Dataset records about object locations
»»

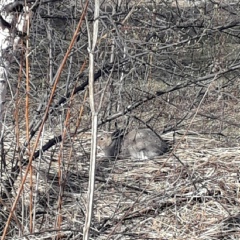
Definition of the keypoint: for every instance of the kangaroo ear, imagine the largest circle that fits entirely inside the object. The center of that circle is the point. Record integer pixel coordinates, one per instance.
(118, 134)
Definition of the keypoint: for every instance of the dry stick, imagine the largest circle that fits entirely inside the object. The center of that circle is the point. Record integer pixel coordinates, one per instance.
(27, 127)
(44, 118)
(163, 164)
(91, 182)
(62, 181)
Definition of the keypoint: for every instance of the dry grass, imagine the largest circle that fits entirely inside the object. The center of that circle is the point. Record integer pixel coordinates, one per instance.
(189, 193)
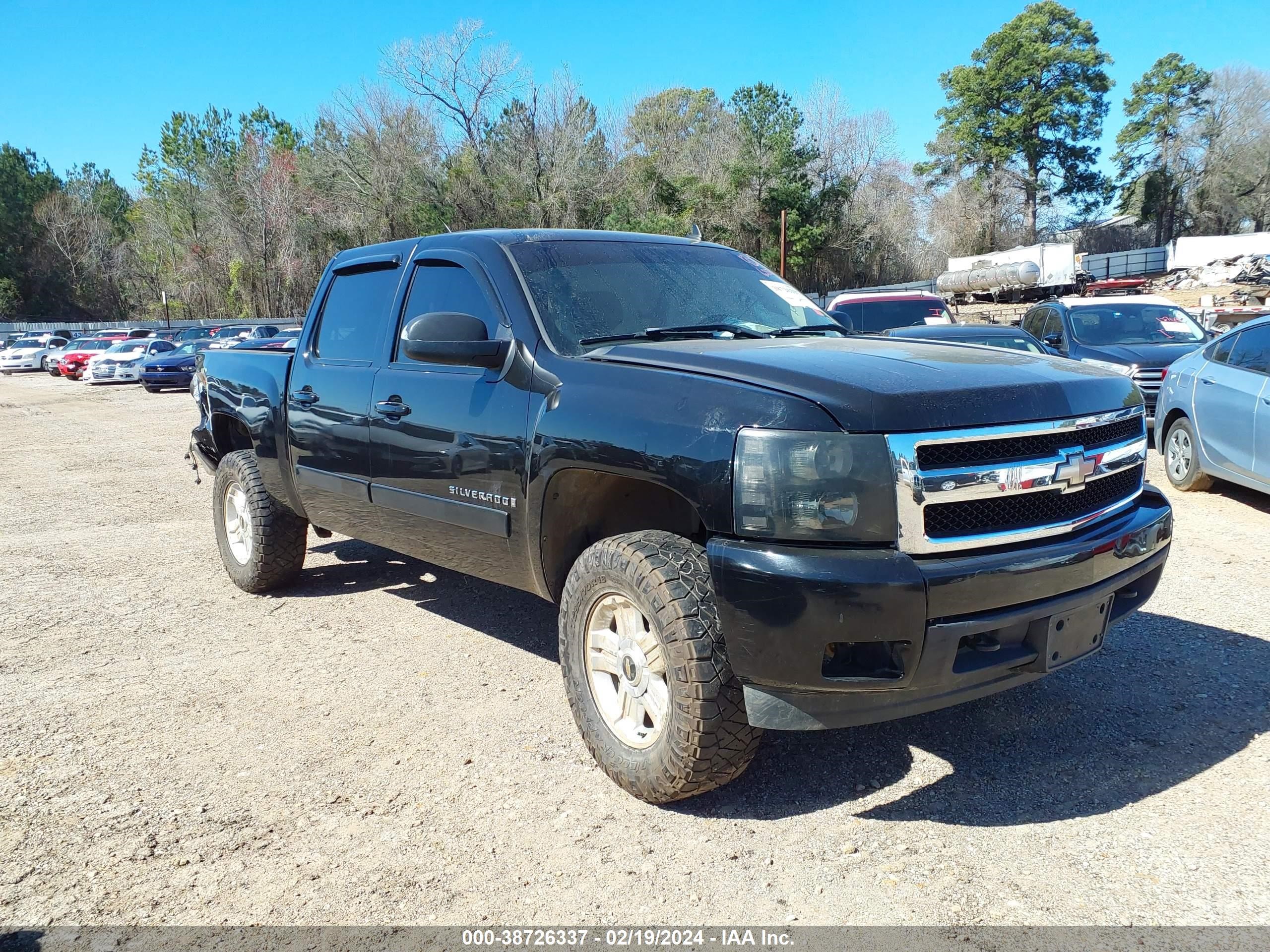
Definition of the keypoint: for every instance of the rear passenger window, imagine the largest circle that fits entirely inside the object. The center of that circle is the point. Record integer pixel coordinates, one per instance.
(445, 286)
(1221, 350)
(352, 316)
(1253, 351)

««

**REQUIREMENT:**
Rewrite all of the records above with "largest circle" swapped for "biggest circle" and everything else left as it is. Omit the pictures from your answer.

**RESULT BELOW:**
Definition of the keypoint: for every instance of the kangaroo ear, imagine the biggest circle that fits entirely inside the object. The center of that circle is the point. Record integer pixel coordinates, one per instance.
(118, 134)
Definition of the keypoint: for every instance of the dry stick, imagine the biggest circle that fits entirely inside the object. The center of that circle is the point. Record integer pixel coordinates, one per instance.
(27, 127)
(44, 118)
(163, 164)
(91, 182)
(62, 181)
Definition of the keypoint: for every instance of the dry grass, imagine the biggest circle that fits entirely inside the object. The center of that circle is the point. Record integer pixel coordinates, one per instance.
(189, 193)
Definition of the keypoint: for every instance of the rear passenger window, imagine the biggest circle that fits entirely inside the object. The center of that circle is the point. Record integer pixel coordinates, one per instance.
(445, 286)
(1221, 350)
(352, 316)
(1253, 351)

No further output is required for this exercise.